:: Brief 1 ::
In the conditional expectation text, list every phrase set in single quotation marks.
:: Brief 2 ::
Answer from the conditional expectation text:
(a) When G is the coarsest possible information, what does conditional expectation collapse back to?
(b) What name does the text give to property (2)?
(c) Up to what do the two conditions pin down E[X given G] uniquely?
:: Brief 3 ::
Reproduce part of the conditional expectation text, beginning at "The block picture is" and stopping after "information in G)".

— BEGIN Excerpted text —

Picture the sample space chopped into blocks by the information in G. On each block, G cannot tell the outcomes apart — they are indistinguishable as far as G is concerned. So E[X given G] is forced to be *constant on every such block*, and the constant it takes there is the ordinary average of X over that block. If your information were the coarsest possible (G = {empty set, whole space}), there is only one block and the average over it is just E[X]: conditional expectation collapses back to the plain mean. If your information were total (G = everything), each outcome is its own block and E[X given G] = X exactly. Every honest G sits between these extremes, giving X a blurred portrait at a chosen sharpness.

The two defining properties

The block picture is the right intuition, but for general (possibly continuous) sigma-algebras 'block' is too crude a word, because the conditioning information may not chop the space into tidy lumps at all. The modern definition replaces blocks with a pair of clean requirements. We call Y = E[X given G] the conditional expectation if Y satisfies both defining properties: (1) Y is G-measurable, and (2) for every event A that lives in G, the average of Y over A equals the average of X over A. Property (2) is the partial-averaging property, and it is the engine of everything.

Y = E[X | G]  is THE conditional expectation iff:

  (1) Measurability:   Y is G-measurable
                       (Y depends only on the information in G)

  (2) Partial averaging:   for every A in G,
         E[ Y * 1_A ]  =  E[ X * 1_A ]
      i.e.  integral of Y over A  =  integral of X over A

  Special case A = whole space:   E[Y] = E[X]
The two conditions that pin down E[X given G] uniquely (up to events of probability zero).

Read property (2) slowly, because it captures the whole idea: 'on every set you are allowed to ask about, Y carries the same total as X'. You may not be able to recover X outcome-by-outcome from G, but you can demand that Y match X's accumulated value on each resolvable region. That is exactly what 'the average of X at this resolution' should mean. Together the two properties force Y to be constant on the finest pieces G can distinguish, with that constant equal to X's average there — recovering the block picture wherever blocks exist, and gracefully covering the cases where they do not.

— END Excerpted text —
— BEGIN Data lines —

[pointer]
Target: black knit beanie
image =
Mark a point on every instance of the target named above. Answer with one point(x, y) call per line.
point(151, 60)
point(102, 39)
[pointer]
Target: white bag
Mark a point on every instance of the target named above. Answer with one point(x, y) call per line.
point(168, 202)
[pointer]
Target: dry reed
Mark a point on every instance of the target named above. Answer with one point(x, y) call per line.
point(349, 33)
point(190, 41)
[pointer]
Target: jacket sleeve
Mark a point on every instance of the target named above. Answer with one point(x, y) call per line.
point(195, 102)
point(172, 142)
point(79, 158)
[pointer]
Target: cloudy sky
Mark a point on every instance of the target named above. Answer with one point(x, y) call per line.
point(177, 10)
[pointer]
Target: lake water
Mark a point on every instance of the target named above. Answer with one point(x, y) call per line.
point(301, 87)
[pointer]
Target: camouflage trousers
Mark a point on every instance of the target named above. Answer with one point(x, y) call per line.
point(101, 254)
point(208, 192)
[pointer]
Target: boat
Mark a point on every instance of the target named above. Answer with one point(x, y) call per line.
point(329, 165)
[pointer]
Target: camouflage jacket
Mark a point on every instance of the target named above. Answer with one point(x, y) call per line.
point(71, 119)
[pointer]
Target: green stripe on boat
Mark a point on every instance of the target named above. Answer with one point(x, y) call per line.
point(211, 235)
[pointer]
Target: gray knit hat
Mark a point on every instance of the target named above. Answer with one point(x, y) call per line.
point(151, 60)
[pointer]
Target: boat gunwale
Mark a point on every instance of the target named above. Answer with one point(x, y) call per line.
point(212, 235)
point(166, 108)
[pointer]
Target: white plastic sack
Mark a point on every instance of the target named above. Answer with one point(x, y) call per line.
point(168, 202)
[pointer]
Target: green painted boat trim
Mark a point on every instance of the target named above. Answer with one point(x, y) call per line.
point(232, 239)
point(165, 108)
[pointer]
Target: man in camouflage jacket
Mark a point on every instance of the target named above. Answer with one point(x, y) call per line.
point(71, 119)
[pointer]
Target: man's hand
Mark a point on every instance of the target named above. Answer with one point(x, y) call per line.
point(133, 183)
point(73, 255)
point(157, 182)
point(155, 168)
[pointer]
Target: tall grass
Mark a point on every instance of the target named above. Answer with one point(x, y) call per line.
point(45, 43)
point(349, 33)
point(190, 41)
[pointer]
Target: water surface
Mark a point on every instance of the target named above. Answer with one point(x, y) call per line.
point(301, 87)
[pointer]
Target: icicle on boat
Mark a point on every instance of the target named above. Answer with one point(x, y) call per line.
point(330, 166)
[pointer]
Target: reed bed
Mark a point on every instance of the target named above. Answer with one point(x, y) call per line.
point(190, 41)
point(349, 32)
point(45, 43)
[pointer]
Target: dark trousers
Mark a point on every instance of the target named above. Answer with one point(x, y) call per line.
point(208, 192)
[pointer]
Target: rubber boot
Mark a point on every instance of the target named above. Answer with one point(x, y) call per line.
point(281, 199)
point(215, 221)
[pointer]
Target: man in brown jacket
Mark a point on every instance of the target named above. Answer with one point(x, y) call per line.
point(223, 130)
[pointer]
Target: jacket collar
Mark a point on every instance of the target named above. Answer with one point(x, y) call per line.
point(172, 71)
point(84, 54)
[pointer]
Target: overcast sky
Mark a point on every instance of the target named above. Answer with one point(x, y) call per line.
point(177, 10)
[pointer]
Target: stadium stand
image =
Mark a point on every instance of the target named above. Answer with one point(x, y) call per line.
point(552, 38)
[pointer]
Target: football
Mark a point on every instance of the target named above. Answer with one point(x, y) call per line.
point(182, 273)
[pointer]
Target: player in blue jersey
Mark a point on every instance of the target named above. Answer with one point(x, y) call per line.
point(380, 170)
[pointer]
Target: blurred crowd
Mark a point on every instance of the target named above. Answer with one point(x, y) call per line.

— END Data lines —

:: Final answer 1 ::
- 'block'
- 'on every set you are allowed to ask about, Y carries the same total as X'
- 'the average of X at this resolution'

:: Final answer 2 ::
(a) E[X], the plain mean.
(b) The partial-averaging property.
(c) Up to events of probability zero.

:: Final answer 3 ::
The block picture is the right intuition, but for general (possibly continuous) sigma-algebras 'block' is too crude a word, because the conditioning information may not chop the space into tidy lumps at all. The modern definition replaces blocks with a pair of clean requirements. We call Y = E[X given G] the conditional expectation if Y satisfies both defining properties: (1) Y is G-measurable, and (2) for every event A that lives in G, the average of Y over A equals the average of X over A. Property (2) is the partial-averaging property, and it is the engine of everything.

Y = E[X | G]  is THE conditional expectation iff:

  (1) Measurability:   Y is G-measurable
                       (Y depends only on the information in G)